-------- DATA TO PROCESS
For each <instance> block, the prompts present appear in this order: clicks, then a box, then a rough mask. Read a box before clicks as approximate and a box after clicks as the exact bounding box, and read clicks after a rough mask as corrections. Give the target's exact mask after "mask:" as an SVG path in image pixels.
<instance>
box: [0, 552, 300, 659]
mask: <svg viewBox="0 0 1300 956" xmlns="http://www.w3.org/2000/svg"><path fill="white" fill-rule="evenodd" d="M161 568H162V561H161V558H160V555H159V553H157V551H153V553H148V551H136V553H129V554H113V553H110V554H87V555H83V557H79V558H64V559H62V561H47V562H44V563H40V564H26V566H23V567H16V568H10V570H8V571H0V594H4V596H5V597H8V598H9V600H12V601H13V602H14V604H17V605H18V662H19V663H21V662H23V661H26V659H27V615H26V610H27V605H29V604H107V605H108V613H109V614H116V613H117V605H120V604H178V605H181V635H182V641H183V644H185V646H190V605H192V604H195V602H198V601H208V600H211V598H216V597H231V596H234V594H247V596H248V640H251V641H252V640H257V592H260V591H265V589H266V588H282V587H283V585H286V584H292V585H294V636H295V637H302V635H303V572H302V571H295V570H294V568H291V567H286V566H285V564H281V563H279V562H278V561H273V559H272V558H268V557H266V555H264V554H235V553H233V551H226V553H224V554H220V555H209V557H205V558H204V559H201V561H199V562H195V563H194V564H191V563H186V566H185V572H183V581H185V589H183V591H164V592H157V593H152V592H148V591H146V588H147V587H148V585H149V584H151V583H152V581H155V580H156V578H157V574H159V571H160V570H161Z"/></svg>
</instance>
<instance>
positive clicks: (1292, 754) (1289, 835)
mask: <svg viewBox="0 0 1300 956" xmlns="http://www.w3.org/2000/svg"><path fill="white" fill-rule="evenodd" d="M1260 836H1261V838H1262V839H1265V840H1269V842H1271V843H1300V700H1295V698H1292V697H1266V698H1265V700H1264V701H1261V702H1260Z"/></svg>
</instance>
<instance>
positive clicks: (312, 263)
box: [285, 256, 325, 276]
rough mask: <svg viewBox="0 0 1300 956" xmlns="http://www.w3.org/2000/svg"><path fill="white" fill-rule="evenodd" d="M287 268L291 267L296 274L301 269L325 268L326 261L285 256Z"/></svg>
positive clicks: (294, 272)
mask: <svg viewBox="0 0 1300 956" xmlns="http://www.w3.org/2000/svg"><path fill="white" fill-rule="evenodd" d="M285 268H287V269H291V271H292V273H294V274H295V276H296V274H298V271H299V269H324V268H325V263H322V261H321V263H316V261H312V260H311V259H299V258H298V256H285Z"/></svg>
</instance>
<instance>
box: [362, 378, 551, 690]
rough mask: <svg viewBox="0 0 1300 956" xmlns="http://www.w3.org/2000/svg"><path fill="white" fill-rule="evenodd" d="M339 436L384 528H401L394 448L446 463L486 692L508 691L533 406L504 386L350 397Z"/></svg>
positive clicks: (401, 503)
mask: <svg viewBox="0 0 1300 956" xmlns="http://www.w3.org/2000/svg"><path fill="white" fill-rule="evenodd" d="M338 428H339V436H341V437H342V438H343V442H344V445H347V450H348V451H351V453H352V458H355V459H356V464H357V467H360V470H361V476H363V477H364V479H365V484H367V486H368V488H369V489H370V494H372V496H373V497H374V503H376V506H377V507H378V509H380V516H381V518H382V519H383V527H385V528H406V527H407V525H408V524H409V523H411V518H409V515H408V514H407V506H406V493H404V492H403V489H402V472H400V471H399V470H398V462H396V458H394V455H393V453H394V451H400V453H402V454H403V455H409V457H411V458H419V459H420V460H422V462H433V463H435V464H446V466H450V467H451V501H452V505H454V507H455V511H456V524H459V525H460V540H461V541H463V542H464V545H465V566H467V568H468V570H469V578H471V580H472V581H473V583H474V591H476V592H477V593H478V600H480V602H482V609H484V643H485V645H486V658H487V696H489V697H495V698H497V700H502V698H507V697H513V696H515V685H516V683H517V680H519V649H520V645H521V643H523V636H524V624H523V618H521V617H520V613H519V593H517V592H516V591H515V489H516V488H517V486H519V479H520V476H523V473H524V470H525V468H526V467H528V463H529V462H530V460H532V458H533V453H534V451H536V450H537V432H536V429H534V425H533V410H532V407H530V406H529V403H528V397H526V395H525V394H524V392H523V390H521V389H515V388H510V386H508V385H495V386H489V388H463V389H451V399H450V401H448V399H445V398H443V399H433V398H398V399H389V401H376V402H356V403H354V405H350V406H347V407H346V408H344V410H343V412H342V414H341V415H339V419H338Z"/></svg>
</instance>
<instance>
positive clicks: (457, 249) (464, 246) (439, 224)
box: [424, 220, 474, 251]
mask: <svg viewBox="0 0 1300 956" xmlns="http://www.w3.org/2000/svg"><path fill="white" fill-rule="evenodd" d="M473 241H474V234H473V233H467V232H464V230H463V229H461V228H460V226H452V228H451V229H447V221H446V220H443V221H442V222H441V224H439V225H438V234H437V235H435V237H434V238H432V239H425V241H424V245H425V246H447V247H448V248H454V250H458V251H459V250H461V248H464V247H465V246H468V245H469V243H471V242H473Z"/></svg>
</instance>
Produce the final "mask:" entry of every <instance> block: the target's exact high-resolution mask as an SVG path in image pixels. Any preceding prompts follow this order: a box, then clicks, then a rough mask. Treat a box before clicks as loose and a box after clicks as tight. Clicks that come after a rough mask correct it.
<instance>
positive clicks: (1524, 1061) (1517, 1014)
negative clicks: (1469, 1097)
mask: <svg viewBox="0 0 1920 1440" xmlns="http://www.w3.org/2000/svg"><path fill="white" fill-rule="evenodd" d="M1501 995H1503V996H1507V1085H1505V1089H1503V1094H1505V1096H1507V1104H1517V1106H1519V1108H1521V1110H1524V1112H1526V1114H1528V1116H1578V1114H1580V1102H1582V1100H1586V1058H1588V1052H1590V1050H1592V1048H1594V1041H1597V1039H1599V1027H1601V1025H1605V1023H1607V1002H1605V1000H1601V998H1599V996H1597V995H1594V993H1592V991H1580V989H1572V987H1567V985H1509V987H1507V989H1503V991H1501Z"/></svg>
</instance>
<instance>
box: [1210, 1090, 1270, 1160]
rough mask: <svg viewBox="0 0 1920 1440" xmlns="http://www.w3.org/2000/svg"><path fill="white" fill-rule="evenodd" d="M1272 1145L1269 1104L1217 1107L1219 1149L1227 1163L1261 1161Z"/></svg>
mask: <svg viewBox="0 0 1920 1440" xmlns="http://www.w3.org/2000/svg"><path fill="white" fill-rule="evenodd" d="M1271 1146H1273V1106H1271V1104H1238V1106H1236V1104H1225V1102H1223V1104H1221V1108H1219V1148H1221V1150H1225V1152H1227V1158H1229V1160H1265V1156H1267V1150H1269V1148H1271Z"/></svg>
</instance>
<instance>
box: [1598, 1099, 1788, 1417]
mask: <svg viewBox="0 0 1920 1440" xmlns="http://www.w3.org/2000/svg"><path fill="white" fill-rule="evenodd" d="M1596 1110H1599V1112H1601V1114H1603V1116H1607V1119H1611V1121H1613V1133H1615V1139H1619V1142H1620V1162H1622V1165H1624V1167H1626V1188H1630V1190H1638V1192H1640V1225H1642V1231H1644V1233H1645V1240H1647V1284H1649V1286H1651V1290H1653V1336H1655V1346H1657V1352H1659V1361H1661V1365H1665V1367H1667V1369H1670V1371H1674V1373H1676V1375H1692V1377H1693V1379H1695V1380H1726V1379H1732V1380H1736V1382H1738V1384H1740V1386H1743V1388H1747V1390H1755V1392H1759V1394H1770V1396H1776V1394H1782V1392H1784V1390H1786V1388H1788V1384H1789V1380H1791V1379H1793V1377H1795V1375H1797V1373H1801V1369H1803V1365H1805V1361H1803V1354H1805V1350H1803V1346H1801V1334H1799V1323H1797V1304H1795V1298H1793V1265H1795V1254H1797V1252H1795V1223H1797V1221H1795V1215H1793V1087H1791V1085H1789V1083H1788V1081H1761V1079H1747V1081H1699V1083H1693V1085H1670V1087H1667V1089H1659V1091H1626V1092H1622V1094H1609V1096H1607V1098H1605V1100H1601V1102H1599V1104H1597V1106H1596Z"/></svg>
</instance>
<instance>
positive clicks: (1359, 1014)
----------------
What are the lines, exactly as written above, from the line with "268L291 267L296 274L301" to the line with "box: [362, 378, 551, 690]", both included? Output only those.

- EXPECTED OUTPUT -
rough mask: <svg viewBox="0 0 1300 956" xmlns="http://www.w3.org/2000/svg"><path fill="white" fill-rule="evenodd" d="M287 268L291 267L296 274L301 269L325 268L326 261L285 256Z"/></svg>
positive clicks: (294, 272)
mask: <svg viewBox="0 0 1300 956" xmlns="http://www.w3.org/2000/svg"><path fill="white" fill-rule="evenodd" d="M285 268H287V269H291V271H292V273H294V274H295V276H296V274H298V271H299V269H324V268H325V263H322V261H321V263H316V261H312V260H311V259H299V258H298V256H285Z"/></svg>
</instance>
<instance>
box: [362, 378, 551, 690]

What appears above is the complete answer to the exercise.